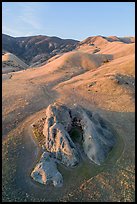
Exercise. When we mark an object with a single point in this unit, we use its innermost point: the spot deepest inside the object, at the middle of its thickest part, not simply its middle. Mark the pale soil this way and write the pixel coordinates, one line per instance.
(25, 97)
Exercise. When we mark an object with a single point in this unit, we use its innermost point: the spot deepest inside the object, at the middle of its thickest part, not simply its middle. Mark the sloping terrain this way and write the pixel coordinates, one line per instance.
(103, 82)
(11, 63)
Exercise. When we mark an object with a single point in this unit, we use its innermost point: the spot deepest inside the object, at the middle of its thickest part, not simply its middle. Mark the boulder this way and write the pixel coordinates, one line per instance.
--
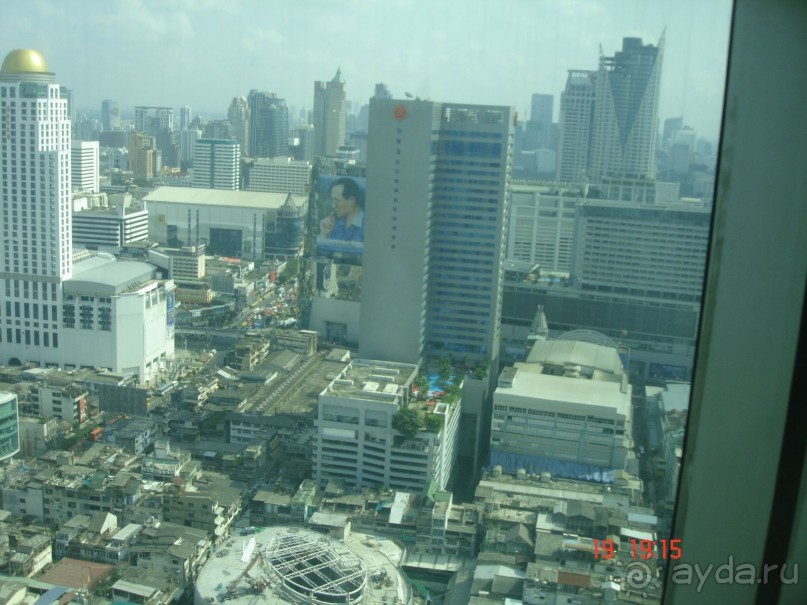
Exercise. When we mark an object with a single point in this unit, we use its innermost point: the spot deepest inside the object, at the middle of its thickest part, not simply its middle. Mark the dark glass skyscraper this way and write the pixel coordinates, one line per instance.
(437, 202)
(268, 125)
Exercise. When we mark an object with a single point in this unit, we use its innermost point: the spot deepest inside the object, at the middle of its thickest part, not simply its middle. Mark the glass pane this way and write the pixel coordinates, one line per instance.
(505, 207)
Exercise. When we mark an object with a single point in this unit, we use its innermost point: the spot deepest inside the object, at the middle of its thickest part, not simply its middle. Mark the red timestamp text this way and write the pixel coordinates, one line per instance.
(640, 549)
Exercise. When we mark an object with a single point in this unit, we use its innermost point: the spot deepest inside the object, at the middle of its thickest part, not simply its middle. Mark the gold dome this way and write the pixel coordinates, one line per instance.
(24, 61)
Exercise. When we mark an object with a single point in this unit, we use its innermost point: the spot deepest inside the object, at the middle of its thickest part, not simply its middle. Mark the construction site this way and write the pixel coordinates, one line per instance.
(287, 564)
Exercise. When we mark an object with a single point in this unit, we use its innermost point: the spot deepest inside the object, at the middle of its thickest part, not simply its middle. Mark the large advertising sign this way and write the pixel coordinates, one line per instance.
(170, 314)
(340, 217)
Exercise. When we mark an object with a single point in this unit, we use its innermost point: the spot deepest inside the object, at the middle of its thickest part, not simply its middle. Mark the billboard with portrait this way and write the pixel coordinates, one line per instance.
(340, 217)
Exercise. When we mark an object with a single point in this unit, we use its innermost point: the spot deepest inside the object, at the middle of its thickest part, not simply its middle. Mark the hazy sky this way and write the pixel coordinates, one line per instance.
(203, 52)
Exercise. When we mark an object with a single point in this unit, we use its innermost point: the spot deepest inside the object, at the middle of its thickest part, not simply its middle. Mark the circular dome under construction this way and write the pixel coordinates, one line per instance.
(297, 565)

--- BRIEF ---
Report in full every line of the data above that contains the word "hazy". Case matters, so count only lines where the word has that exact capitalization.

--- WRITTEN REPLY ---
Exercise. When we mark an object with a single point in this unit, we use its innermost point: the spot deepest inside the object, at the middle of its thickest part, not simply its middle. Mark the hazy sky this way and write the pixel coordinates, one line per instance.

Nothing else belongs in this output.